▸ Extrait du document
Ce beau corps ne dispose plus
De ses sens dont il est perclus
Par la froideur qui les assiège :
Épargne, hiver, tant de beauté ;
Remets sa voix en liberté ;
Fais que cette douleur s’allège ;
Et pleurant de ta cruauté,
Fais distiller toute la neige.
Qu’elle ne touche de si près
L’ombre noire de tes cyprès ;
Car si tu menaçais sa tête,
Le laurier que tu tiens si cher,
Et que l’éclat n’ose toucher.
Serait sujet à la tempête,
Et les dieux lui feraient sécher
La racine comme le faîte.
Mais si ta crainte ou ta pitié
Veut fléchir mon inimitié,
Sois-lui plus doux que de coutume ;
Ronge nos vignes de muscat
Dont les Muses font tant de cas ;
Mais, à la faveur de ma plume,
Dans ses membres si délicats
.Ne ramène jamais le rhume.

▸ Données fournies
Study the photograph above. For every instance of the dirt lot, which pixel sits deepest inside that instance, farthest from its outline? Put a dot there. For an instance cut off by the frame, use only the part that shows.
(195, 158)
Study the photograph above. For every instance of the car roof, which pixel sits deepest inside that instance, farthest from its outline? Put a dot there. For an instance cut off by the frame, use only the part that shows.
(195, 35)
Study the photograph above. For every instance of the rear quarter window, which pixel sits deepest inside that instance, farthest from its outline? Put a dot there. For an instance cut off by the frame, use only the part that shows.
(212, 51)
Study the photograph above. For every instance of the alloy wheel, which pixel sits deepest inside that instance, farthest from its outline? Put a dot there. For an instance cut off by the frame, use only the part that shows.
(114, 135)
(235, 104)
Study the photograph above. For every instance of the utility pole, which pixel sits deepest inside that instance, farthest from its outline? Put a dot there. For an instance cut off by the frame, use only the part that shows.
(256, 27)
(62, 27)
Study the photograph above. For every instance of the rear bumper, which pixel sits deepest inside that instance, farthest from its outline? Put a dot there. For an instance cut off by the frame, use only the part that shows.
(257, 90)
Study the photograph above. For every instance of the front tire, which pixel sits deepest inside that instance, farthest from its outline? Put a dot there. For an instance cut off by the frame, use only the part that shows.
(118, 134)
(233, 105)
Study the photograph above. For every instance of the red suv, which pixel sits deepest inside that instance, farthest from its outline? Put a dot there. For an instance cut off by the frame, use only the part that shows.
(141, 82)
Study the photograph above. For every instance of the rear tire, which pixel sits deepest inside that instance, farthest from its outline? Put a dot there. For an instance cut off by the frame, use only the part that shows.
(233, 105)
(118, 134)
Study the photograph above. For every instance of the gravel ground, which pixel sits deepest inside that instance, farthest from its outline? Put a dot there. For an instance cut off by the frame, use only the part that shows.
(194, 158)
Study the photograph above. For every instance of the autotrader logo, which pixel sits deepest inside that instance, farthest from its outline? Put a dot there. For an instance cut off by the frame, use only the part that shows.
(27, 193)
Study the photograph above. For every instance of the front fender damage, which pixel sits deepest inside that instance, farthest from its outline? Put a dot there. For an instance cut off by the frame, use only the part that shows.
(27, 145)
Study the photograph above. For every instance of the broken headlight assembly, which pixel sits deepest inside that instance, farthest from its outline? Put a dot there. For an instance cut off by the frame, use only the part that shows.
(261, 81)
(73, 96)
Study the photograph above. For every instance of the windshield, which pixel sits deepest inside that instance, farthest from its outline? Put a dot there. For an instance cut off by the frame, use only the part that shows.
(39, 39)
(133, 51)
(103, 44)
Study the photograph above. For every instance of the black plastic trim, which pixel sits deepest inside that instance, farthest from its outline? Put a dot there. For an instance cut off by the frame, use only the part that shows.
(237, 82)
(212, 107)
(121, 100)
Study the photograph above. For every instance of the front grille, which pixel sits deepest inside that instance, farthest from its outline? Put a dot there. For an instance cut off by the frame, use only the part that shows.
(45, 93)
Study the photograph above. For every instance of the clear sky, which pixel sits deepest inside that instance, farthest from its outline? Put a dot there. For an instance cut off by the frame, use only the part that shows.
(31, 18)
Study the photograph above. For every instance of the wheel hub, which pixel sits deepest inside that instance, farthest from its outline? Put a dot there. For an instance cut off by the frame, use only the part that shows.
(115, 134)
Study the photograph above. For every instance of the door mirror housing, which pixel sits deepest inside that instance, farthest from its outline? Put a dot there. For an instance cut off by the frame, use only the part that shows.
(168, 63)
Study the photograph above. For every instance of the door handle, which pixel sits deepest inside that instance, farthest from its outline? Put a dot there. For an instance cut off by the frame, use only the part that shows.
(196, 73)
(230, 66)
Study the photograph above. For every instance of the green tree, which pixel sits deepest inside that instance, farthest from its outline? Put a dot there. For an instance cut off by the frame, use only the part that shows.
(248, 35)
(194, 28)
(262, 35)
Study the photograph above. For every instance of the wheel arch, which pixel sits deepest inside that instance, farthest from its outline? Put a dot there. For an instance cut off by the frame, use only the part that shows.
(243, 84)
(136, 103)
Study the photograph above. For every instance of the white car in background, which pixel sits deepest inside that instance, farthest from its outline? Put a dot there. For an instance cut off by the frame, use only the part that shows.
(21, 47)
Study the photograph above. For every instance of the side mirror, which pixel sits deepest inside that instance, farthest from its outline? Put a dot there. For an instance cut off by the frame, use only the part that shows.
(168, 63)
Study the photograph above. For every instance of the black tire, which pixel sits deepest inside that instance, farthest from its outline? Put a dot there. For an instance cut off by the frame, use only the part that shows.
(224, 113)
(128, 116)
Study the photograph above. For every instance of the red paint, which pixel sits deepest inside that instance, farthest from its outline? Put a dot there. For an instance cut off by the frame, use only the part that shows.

▸ Questions à traiter
1. D'après l'extrait, qu'est-ce que l'hiver est invité à ronger ?
2. Traduisez en anglais la phrase suivante de l'extrait : « Ce beau corps ne dispose plus De ses sens dont il est perclus Par la froideur qui les assiège : Épargne, hiver, tant de beauté ; Remets sa voix en liberté ; Fais que cette douleur s'allège ; Et pleurant de ta cruauté, Fais distiller toute la neige. »

▸ Corrigé des exercices
1. Nos vignes de muscat.

2. This fair body no longer has the use of its senses, which are numbed by the cold that besieges them: spare, winter, so much beauty; set its voice free again; let this pain be eased; and, weeping over your cruelty, make all the snow melt away.